Named-object pointing records:
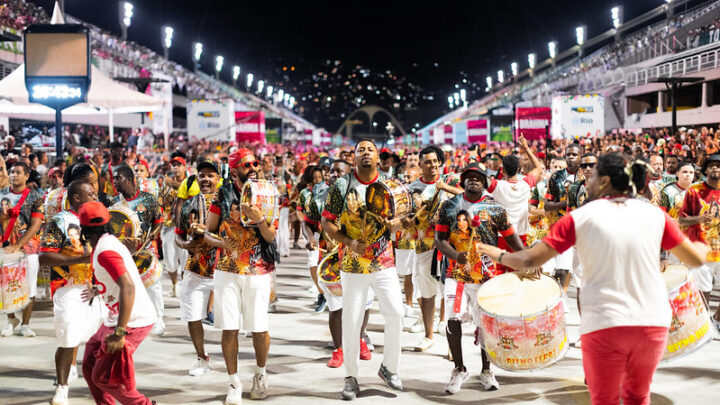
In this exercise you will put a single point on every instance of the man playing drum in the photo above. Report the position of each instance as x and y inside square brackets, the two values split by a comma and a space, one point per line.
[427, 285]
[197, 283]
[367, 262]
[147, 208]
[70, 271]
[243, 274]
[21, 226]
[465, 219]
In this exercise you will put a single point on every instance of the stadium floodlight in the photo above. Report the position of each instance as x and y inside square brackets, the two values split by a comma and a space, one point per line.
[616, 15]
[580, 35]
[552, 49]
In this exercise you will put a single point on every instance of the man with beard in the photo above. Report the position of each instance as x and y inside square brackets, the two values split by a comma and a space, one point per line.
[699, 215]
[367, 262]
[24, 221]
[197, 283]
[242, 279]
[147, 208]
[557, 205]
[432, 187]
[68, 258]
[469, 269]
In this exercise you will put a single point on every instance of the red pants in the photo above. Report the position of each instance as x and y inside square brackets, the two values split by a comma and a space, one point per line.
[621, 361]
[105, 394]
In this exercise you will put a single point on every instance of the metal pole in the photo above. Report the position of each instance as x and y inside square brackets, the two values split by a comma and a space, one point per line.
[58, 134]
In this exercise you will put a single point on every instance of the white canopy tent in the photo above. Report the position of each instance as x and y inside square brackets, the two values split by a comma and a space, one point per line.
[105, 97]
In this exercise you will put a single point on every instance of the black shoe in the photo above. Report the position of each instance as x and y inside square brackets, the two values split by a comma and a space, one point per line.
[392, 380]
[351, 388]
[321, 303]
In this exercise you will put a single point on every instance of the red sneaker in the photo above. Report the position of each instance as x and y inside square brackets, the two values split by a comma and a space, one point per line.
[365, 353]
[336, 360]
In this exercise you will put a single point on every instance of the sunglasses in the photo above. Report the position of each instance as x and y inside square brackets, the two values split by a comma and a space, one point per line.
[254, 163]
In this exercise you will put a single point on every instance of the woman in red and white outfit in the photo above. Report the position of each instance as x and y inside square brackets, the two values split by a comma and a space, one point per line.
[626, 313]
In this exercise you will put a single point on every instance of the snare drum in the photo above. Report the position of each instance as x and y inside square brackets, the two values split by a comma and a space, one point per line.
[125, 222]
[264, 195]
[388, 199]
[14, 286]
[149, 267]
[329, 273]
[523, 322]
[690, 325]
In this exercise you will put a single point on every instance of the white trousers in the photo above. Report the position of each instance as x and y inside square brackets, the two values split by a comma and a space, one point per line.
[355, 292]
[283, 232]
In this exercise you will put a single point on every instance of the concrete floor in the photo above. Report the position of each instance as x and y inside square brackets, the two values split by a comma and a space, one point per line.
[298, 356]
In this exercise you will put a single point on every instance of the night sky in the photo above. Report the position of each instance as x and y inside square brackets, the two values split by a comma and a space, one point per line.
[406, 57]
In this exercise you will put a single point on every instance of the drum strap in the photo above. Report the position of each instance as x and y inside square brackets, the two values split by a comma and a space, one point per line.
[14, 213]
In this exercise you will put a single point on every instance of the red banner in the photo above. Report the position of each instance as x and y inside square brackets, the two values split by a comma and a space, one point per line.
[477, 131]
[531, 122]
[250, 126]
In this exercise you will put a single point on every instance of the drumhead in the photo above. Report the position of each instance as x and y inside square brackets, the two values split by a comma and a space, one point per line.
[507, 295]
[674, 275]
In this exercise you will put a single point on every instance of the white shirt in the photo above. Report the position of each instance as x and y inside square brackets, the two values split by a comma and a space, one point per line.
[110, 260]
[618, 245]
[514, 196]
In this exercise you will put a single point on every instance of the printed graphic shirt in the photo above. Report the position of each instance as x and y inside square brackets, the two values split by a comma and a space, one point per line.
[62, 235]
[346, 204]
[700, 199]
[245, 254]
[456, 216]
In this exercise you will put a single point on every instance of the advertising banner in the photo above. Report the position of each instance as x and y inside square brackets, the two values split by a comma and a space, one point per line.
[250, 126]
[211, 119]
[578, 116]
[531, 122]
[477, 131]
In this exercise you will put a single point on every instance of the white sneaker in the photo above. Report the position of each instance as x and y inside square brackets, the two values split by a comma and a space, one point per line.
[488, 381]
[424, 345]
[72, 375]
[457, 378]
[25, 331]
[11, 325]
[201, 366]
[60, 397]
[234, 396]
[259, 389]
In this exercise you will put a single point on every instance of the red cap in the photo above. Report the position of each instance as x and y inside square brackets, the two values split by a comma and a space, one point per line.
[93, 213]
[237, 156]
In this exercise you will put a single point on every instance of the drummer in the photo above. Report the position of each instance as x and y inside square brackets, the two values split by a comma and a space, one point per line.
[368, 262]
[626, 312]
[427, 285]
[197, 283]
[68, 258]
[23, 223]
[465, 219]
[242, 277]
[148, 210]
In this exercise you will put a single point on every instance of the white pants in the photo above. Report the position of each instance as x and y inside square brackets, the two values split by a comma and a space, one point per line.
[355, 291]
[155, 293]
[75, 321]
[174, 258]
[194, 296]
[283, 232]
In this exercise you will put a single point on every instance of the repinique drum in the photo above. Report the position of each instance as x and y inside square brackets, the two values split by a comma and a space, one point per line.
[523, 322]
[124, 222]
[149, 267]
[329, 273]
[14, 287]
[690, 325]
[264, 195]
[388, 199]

What you have to do: Without the pictures, return all the records precisely as they stand.

Correct result:
In this exercise you will put a single point on every instance of the man playing drum in the photo above. Report the position of each instance as x and y inside square brackets, the two values split by a comma and a space, one point per line.
[427, 285]
[197, 283]
[367, 262]
[147, 208]
[70, 271]
[243, 274]
[21, 226]
[465, 219]
In this exercise you will put a single point on every instance of the stadium floodlight in the photo above. Report the position of each instance as x and y inside square brackets, the two values split by a comma and a space, one point per line.
[616, 15]
[580, 35]
[552, 49]
In this exercise you will put a single point on every instance of the man with beard in the photo above. Report the position of each instance as x and y inside square brackets, the two values split by a comma and a space, one point per line.
[699, 215]
[367, 262]
[24, 221]
[197, 283]
[242, 279]
[147, 208]
[557, 205]
[432, 187]
[68, 258]
[469, 269]
In this exercise you will put a single point on every instance of the red pants in the photo above. Report the position of each instance as x and y inside square brackets, the two values split by a comma and a space, one point per line.
[621, 361]
[105, 394]
In this exercise you will put a single point on every instance of the metal pole in the photo above. Report the position of each instance as x and y inside square brackets, the two values split by a comma and a space, one point per line.
[58, 134]
In this exercise you will put a single point on every instance of the white canopy tent in the photo above. Report the position of each instance as x and y inside square brackets, the two values split by a comma and a space, one point per line.
[105, 97]
In this exercise you will put a single point on every instance of the black shoe in the photo above. Report the position of each instance as x and y inside square brackets, the two values split by a comma and a space, one point per line.
[392, 380]
[351, 388]
[321, 303]
In this exercise you will put a single point on every instance of the red sneaker in the photo above. Report the position of each instance as x and y inside square brackets, the two values split by a comma and a space, one point per line.
[365, 353]
[336, 360]
In this exercise you will put a single point on every instance of the sunglasses in the photo above. Report the position of each instance as x and y inside square brackets, the two values split by a comma and a space, one point per line.
[254, 163]
In this exercise you will put a single point on every instance of the woman in red and white outfit in the photo above. Report the position of each instance as x and y inside square brackets, the two values split by a comma and a space, one point per line.
[626, 313]
In this exercise you will put a single point on every instance of the snare drum in the photo above. Report the position of each instance as x and y inside square brackets, the two values split by a comma and a space, one point per line.
[125, 222]
[264, 195]
[388, 199]
[14, 286]
[149, 267]
[329, 273]
[523, 322]
[690, 325]
In this exercise you will put a single point on every instance of the white trousers in the photo above. Report the position of each instance as x and y inside square brackets, the two values split by a comma and a space, one point per line.
[355, 292]
[283, 232]
In this exercise you will put a single point on every instance of the concrete floor in the photo above. Report the position of each instance as x and y inside square brackets, the two values split by a comma and a space, one point per line.
[298, 356]
In this exercise you will put a single point on every instance of the night sky in the photo above. Report the position of each instance as x and y inside square brackets, the two values split by a comma and a space, one point per line.
[406, 57]
In this exercise you will put a single point on every instance of the drum strap in the photo above. Report the position of each instance as x and y inside square brackets, the two values split by a comma and a space, one point per line.
[14, 213]
In this exercise you will put a single point on every instance of the red banner in the photo above. Report the position of each instance as x and y inside square brackets, the two values split by a comma and a space, one point per line.
[477, 131]
[531, 122]
[250, 126]
In this exercise you will put a single point on every instance of the drumhead in the photo above. Report the position of each instance as x and y inside square brackets, the two values split by a comma and a space, one point per line.
[507, 295]
[674, 275]
In this exercise you will put a single point on every instance of the white shirt in the photo above. Report the position of each instance as x and y inside square brackets, the two values split by a comma and a space, one point per line.
[110, 260]
[618, 245]
[514, 196]
In this exercise you will put a single point on every instance of the printed graphic shirt in the photo above. Report the position of each instance as x and y inside square brackets, the two values split by a comma and a space, one point per line.
[62, 235]
[346, 204]
[700, 199]
[245, 254]
[456, 216]
In this exercise you will put a single point on every instance of the advertising banner in the photo above. Report the position of each instance as x and y inside square brackets, the two values split by a comma and a space, one point per line.
[250, 126]
[211, 119]
[578, 116]
[531, 122]
[477, 131]
In this exercise you will put a single point on every instance of the white sneaker in the photo above. Report the position of each instance as x and y inside square brackets, the two values split by a comma and a space, one point per line.
[488, 381]
[424, 345]
[72, 375]
[457, 378]
[25, 331]
[11, 325]
[201, 366]
[60, 397]
[234, 396]
[259, 389]
In this exercise you will put a single point on every instance of the red cap in the photo above. Report the position of each instance as x and y inside square brackets, the two values split by a comma and a space, one point per line.
[93, 213]
[237, 156]
In this exercise you will put a single point on every instance of the drummer in the photo above. Report the position of each instance as x and y inside square brackets, the two values split by a comma and a space, one point per line.
[368, 262]
[626, 312]
[427, 285]
[197, 283]
[68, 258]
[23, 223]
[465, 219]
[242, 277]
[148, 210]
In this exercise you will put a single point on every instance of the white pants in the photo above. Report the position of each instance as x and y inside square brackets, the two values split by a comma and a space, one point per line.
[355, 291]
[155, 293]
[75, 321]
[174, 258]
[194, 296]
[283, 232]
In this exercise you will put a single point on every instance of the repinique drum in the photo above. Report the position of each instance as x and y inside square brackets, the two values split by a comma and a space, one point per line.
[523, 322]
[124, 222]
[149, 267]
[329, 273]
[14, 287]
[690, 325]
[264, 195]
[388, 199]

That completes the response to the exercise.